▶ **Provided text**:
###
Email Correspondences – When sending an email to the course instructor or other course personnel, please remember the following:
- All emails regarding questions about the course content and materials must be sent to gr-on-device-deep-learning@wpi.edu without exception. Such emails sent to the individual personnel will go unanswered.
- Subject headings for all emails must begin with [F23-On-Device], or they will go unanswered.
- The expected email response time is normally one business day. For example, if an email is sent on Friday afternoon, you could get a response by Monday (assuming Monday is not an official holiday).
- Emails with attachments greater than one megabyte in size will automatically be deleted without being read.
Punctuality – Please make every effort to arrive early for the start of each lecture.
Grade Corrections – Once a grade has been assigned to specific items, such as an assignment, a student has only one week to indicate any grading anomalies, such as missing grades or miscalculated grades, to the course instructor.
###
▶ **Exercise requirements**:
Reproduce verbatim the passage of the course policies that begins with the words "- The expected" and ends with "without being read.".

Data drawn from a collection
###
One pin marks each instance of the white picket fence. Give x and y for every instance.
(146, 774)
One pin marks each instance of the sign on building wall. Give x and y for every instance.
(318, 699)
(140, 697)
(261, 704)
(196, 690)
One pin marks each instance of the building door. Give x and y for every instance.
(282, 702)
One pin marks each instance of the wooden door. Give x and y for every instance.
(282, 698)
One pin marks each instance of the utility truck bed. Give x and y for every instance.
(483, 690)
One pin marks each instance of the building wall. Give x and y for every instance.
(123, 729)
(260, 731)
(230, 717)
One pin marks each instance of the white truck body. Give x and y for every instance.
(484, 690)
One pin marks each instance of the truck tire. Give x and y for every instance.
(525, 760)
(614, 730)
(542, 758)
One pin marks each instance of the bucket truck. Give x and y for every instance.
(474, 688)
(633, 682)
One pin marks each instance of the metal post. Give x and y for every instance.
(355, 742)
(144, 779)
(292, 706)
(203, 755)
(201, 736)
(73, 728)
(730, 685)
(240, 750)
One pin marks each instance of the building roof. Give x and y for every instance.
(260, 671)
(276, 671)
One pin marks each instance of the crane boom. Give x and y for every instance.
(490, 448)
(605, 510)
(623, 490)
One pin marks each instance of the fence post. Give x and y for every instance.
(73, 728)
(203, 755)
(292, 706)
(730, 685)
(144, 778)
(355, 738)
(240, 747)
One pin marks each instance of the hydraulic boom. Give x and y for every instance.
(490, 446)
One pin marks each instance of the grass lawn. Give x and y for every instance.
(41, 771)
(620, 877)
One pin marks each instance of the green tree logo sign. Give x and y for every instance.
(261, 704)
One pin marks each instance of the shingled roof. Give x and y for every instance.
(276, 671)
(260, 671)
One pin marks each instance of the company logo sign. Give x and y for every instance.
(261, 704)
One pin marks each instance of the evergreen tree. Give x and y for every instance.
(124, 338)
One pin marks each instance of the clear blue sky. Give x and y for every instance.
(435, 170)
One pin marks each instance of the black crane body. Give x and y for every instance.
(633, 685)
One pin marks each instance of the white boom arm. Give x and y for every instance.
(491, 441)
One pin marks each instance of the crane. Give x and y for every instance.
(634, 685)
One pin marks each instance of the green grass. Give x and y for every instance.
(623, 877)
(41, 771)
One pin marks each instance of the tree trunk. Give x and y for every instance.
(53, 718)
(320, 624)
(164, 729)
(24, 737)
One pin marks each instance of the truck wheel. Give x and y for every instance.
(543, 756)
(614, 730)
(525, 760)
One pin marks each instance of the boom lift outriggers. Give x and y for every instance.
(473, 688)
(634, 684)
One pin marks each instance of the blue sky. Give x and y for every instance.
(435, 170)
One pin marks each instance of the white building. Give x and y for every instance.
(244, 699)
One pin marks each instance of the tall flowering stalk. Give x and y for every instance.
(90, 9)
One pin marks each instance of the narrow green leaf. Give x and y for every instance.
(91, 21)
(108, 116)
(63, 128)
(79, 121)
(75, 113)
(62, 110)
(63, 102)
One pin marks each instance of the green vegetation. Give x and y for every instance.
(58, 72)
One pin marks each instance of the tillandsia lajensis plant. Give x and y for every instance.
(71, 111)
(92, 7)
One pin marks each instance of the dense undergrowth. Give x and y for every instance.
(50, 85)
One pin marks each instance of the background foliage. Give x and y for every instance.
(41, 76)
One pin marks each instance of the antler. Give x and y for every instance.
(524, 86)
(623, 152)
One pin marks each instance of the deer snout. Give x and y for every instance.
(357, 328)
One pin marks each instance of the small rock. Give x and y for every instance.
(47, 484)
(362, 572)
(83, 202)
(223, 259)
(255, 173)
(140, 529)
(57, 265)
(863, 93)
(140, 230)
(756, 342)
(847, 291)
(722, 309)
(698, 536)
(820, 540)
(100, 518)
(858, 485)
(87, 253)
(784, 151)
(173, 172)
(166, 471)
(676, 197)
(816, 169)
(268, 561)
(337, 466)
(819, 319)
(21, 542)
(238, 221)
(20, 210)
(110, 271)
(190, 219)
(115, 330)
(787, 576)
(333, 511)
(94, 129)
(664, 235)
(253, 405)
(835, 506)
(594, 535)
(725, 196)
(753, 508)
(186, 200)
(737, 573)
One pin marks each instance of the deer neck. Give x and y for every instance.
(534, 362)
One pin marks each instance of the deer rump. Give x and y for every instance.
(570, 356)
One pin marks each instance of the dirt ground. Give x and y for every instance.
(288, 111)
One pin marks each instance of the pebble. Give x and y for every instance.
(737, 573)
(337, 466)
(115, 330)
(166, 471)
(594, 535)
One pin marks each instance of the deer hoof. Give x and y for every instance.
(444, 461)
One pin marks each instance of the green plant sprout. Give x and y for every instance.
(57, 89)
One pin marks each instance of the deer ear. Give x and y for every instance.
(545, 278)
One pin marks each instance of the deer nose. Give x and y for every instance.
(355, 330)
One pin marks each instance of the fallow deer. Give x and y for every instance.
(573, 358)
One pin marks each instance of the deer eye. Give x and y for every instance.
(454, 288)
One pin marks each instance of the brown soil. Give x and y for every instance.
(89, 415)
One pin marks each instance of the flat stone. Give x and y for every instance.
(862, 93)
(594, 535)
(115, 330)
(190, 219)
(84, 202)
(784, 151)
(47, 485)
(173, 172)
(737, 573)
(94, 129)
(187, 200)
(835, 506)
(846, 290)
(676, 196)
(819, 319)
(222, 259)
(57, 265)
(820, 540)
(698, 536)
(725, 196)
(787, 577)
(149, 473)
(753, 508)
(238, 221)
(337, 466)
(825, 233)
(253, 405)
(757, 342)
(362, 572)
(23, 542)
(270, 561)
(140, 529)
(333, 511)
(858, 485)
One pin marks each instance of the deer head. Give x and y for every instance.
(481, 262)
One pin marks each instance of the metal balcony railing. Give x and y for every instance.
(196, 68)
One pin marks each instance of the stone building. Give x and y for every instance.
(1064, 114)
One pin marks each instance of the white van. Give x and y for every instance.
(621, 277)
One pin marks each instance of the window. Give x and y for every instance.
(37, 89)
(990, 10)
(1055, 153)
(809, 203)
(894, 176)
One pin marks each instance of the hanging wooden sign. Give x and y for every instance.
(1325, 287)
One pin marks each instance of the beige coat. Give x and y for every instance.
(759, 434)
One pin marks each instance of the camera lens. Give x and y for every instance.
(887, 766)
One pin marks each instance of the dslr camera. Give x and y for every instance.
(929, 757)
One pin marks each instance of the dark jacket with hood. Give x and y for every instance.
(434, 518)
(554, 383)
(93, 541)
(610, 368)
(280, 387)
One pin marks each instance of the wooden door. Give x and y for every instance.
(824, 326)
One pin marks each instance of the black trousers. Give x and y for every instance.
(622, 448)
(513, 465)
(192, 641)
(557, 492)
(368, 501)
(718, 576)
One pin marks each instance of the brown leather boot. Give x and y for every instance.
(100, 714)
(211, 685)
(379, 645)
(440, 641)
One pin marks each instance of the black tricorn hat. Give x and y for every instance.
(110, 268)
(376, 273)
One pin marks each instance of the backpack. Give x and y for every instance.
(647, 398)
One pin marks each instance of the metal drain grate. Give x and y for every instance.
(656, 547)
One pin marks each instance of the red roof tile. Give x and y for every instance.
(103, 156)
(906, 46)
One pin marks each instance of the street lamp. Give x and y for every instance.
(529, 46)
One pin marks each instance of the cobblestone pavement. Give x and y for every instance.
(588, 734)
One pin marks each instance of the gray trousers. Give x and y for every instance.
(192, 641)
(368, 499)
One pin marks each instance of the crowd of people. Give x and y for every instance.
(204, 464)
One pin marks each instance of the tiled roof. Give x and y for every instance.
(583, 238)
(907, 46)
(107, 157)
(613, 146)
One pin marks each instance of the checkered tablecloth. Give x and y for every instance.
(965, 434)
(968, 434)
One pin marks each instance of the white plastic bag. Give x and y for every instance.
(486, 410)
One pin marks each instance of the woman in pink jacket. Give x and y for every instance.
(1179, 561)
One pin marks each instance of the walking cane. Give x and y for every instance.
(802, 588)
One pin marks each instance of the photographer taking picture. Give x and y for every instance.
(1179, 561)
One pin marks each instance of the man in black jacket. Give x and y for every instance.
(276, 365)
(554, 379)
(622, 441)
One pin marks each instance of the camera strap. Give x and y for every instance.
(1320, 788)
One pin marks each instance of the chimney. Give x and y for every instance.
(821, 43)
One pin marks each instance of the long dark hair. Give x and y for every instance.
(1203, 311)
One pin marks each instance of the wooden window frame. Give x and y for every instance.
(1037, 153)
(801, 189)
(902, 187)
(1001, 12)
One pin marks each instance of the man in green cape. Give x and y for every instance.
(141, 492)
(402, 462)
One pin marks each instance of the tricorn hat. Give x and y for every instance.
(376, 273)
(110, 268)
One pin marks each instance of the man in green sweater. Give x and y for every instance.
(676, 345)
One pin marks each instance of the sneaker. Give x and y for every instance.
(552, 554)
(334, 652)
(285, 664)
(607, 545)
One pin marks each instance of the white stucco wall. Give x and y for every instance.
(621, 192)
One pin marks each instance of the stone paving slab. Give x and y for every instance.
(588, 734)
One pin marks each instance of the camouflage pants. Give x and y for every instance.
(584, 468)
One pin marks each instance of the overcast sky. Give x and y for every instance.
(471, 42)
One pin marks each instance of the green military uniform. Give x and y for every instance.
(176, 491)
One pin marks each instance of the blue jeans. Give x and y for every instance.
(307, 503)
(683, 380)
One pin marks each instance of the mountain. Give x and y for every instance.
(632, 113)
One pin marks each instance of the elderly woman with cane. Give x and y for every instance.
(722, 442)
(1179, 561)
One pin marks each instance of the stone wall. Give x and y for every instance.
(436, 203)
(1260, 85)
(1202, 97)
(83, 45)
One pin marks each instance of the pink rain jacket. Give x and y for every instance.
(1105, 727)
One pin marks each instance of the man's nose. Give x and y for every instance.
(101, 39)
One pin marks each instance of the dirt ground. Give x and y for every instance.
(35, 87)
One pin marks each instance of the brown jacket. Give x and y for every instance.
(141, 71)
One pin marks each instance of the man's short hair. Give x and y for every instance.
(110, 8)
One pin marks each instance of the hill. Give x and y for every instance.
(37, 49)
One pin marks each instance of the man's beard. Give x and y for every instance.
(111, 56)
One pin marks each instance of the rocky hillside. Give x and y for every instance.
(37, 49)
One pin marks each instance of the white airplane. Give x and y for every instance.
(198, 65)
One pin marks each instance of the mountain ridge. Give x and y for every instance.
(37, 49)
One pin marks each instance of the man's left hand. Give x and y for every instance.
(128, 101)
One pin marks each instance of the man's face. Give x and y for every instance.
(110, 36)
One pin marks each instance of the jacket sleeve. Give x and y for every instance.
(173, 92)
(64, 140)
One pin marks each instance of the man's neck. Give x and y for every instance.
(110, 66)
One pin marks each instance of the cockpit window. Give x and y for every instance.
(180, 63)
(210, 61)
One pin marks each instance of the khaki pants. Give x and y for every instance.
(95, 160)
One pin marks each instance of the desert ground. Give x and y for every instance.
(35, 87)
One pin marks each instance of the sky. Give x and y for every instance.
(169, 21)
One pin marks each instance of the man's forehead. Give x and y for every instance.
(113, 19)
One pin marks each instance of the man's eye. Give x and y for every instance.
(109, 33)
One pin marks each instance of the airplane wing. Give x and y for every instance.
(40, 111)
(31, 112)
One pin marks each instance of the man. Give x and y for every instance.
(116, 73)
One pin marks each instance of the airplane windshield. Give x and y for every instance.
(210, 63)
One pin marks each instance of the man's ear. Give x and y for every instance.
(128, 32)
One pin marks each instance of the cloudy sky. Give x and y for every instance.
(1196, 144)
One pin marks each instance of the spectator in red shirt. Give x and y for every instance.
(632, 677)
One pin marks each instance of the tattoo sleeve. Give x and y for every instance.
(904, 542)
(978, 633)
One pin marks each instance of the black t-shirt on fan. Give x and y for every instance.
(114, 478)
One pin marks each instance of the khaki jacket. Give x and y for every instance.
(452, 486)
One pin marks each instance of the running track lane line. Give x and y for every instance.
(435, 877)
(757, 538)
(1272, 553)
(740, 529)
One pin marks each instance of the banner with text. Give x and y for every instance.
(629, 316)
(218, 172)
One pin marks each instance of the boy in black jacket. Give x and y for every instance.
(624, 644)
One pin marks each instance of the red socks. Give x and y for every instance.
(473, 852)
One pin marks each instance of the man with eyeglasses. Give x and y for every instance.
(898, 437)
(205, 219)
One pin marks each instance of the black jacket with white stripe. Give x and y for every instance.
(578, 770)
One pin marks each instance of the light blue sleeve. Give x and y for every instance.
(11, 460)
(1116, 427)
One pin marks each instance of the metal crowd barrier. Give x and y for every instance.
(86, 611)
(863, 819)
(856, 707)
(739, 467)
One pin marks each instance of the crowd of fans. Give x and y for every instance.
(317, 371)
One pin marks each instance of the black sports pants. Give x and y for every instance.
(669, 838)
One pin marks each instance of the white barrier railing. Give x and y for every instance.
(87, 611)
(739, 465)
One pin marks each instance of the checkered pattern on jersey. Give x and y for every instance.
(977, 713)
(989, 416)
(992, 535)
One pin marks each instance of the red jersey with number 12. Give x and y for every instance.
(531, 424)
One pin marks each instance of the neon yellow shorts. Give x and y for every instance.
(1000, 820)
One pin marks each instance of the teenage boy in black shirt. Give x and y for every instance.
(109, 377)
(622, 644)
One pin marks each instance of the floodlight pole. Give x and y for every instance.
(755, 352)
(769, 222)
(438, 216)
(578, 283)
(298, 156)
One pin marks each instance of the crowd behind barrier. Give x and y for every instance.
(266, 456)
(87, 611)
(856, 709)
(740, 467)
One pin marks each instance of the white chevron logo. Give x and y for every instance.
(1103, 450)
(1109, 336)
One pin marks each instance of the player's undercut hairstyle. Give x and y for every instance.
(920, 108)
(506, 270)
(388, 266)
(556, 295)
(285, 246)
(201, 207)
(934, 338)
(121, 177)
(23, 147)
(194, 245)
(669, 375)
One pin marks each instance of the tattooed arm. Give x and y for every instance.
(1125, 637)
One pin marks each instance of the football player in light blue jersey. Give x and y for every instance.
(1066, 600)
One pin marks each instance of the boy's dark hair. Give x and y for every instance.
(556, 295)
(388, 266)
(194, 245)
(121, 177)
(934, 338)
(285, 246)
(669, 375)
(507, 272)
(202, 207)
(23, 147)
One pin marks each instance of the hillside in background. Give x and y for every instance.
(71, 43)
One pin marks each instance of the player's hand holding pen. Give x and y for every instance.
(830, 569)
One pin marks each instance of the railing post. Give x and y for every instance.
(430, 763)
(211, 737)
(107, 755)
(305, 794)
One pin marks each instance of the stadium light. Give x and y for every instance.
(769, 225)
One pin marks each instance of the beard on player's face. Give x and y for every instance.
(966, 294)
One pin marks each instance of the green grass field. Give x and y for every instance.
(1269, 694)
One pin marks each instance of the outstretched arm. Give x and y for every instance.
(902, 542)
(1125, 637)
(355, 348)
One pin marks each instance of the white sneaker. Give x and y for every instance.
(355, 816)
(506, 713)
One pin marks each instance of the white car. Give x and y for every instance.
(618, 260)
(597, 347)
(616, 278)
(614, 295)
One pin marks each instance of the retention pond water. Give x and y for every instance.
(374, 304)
###
▶ **Written answer**:
- The expected email response time is normally one business day. For example, if an email is sent on Friday afternoon, you could get a response by Monday (assuming Monday is not an official holiday).
- Emails with attachments greater than one megabyte in size will automatically be deleted without being read.